=== TEXTO EN ESTUDIO ===

Claro que una enfermera veterana que, en complejas condiciones, asume sola y sin descanso la vacunación de decenas de niños, no es responsable por la demora y las incomodidades que deban sufrir los menores y sus padres. Claro que esa mujer, que quizá tiene mil asuntos familiares pendientes y aun así está allí, en su puesto, esforzándose al máximo, no es quien origina ningún mal. Pero al ponerla de resguardo y hacer notar, aunque sea sutilmente, que las críticas van hacia ella, se endilga a quienes reclaman la falta de solidaridad, humanismo y cuantas miserias humanas se quiera. Habrase visto, qué gente más desconsiderada.
Obvio que los obreros de una termoeléctrica, que dejan la piel literalmente dentro de la caldera, que asumen turnos de trabajo excesivos, que, a veces, incluso, al llegar a descansar a su casa —vaya ironía— no tienen fluido eléctrico y ni siquiera pueden dormir con el fresco de un ventilador; clarísimo que ellos no son el blanco de las diatribas ciudadanas. Pero el poder los esgrime, los utiliza, usufructúa su heroísmo como si fuese de él, y nos pide entonces, apelando enfáticamente a nuestro corazón, que no nos lamentemos más.
Por supuesto que un chófer dedicado, que tal vez lleva manejando lustros sin un solo accidente, que debe sortear cada día los cráteres que tenemos por calles y hacer rodar los esperpentos que tenemos por ómnibus, por supuesto que él no debe culpas de la escasez de guaguas y la falta de combustible y el retraso, y el malestar y la parada llena y el obstine, el olímpico obstine que día a día nos sacude al ir y regresar de los centros de trabajo o estudio. Pero los funcionarios del transporte, poniéndolo como muro ante las piedras, se limpian ponciopiláticamente las manos. ¡Es la gente, la culpable es la gente, que es tan insensible!

===

¿Puedes volver a escribir el texto en estudio desde "Por supuesto que un" hasta "es tan insensible!", sustituyendo "chófer" por "conductor"? Las entradas no tienen ningún papel en esto.

=== DATOS PROPORCIONADOS ===

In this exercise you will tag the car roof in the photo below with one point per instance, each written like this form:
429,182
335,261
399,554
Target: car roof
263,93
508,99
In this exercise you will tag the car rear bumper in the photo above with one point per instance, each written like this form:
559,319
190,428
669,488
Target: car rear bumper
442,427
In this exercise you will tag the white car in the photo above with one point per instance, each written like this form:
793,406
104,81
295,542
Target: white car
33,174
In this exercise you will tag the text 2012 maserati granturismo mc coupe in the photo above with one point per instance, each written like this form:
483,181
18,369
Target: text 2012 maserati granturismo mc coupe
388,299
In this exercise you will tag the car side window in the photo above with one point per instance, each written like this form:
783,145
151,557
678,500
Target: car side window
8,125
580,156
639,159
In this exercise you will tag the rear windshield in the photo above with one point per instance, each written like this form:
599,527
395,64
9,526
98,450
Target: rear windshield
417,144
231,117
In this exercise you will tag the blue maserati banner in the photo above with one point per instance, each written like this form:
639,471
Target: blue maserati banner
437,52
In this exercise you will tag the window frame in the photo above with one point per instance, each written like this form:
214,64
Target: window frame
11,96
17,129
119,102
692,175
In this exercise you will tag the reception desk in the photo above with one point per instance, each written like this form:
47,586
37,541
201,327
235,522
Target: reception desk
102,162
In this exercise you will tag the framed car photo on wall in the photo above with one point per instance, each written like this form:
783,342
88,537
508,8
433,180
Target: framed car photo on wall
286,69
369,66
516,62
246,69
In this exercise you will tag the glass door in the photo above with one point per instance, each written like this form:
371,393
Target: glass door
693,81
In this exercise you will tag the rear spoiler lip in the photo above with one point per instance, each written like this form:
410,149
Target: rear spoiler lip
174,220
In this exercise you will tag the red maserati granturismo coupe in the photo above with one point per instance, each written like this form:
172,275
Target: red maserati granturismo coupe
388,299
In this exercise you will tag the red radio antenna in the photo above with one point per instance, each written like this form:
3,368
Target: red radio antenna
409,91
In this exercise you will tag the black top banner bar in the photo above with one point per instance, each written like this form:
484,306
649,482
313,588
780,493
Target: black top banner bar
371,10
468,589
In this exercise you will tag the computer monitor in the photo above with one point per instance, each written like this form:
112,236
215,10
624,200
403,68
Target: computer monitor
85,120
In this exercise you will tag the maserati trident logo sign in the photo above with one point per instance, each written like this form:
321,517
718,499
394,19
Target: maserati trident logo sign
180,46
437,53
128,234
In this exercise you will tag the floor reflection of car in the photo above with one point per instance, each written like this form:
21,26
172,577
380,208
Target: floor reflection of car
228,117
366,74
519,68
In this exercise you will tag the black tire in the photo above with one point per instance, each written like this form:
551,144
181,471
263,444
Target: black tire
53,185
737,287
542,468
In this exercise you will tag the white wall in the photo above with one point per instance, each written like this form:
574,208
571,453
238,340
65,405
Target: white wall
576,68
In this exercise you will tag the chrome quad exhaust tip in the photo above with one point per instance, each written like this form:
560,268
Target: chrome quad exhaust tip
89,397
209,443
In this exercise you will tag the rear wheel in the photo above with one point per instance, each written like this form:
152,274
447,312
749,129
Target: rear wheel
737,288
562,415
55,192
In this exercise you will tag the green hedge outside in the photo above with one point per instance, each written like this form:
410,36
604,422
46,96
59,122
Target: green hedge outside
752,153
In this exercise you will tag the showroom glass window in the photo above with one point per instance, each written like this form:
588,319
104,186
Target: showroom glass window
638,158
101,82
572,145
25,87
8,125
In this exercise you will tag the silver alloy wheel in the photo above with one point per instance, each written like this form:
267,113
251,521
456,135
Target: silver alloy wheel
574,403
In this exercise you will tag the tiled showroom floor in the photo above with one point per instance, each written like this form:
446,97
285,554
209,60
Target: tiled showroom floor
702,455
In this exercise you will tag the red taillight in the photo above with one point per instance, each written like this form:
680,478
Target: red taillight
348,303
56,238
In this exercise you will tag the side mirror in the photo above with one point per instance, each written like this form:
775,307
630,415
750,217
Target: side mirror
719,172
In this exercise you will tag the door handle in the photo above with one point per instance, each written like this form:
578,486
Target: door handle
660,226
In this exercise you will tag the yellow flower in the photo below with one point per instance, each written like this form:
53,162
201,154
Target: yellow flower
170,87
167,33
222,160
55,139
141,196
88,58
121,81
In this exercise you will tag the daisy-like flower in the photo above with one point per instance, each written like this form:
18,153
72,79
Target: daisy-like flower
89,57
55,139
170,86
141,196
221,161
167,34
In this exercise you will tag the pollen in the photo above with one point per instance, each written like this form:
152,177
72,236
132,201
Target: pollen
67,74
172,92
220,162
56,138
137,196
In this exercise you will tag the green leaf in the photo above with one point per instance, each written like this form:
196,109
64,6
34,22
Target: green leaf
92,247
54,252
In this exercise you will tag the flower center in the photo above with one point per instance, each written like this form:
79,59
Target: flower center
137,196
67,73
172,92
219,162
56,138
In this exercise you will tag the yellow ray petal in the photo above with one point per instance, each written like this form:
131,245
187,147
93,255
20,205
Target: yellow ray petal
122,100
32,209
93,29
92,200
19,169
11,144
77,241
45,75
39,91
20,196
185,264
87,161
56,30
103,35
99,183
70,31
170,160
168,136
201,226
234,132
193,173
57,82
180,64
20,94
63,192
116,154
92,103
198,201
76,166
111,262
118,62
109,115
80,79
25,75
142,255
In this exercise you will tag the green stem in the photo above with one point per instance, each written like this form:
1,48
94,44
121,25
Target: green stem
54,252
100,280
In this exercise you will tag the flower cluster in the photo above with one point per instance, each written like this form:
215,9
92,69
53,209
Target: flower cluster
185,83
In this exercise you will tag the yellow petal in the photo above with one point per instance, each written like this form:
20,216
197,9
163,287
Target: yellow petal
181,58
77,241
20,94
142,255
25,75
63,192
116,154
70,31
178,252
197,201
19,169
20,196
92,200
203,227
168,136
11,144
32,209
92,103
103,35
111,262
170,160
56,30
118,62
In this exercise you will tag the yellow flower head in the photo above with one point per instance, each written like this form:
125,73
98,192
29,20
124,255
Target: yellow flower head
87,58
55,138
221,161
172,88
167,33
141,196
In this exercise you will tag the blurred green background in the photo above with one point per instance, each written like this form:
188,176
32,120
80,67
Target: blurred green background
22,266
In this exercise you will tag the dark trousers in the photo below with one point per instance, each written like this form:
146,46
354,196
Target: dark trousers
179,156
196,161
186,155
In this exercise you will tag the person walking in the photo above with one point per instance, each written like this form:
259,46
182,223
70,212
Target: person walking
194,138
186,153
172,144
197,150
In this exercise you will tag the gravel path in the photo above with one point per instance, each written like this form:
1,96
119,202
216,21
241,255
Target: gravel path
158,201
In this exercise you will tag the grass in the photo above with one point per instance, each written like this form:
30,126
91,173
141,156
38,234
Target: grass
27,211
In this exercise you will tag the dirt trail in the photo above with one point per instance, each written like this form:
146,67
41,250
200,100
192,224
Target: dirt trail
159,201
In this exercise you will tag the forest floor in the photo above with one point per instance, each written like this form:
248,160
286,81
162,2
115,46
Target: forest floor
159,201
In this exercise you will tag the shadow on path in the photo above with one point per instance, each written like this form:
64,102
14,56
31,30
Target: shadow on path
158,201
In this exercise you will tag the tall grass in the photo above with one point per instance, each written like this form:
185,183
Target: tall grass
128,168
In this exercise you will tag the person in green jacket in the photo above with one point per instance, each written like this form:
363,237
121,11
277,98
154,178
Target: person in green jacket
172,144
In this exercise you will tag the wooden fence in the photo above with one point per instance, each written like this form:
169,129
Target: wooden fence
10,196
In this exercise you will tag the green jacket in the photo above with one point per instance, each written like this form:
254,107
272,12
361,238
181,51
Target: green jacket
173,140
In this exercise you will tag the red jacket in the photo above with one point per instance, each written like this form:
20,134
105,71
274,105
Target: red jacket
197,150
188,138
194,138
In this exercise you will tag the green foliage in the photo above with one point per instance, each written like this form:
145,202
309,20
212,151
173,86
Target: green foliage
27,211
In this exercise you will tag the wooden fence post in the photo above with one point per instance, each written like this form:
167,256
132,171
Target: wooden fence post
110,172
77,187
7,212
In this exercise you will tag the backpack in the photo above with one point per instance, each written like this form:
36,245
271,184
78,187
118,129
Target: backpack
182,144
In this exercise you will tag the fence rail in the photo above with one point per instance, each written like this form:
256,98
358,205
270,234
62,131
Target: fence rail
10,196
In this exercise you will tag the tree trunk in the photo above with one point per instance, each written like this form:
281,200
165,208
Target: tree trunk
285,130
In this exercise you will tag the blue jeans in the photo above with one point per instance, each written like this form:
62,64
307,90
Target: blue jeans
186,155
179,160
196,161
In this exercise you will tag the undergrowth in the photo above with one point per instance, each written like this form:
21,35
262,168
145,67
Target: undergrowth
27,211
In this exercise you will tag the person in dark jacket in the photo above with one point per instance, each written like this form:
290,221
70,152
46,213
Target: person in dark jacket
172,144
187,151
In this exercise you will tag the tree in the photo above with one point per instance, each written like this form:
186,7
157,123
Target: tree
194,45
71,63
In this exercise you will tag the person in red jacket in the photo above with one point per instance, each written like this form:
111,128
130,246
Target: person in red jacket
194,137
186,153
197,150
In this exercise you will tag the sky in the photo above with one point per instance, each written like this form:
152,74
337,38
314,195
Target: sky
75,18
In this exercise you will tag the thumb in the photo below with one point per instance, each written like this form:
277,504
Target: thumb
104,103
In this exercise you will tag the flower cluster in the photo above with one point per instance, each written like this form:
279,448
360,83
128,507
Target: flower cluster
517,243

===

**RESULTADO OBTENIDO**.
Por supuesto que un conductor dedicado, que tal vez lleva manejando lustros sin un solo accidente, que debe sortear cada día los cráteres que tenemos por calles y hacer rodar los esperpentos que tenemos por ómnibus, por supuesto que él no debe culpas de la escasez de guaguas y la falta de combustible y el retraso, y el malestar y la parada llena y el obstine, el olímpico obstine que día a día nos sacude al ir y regresar de los centros de trabajo o estudio. Pero los funcionarios del transporte, poniéndolo como muro ante las piedras, se limpian ponciopiláticamente las manos. ¡Es la gente, la culpable es la gente, que es tan insensible!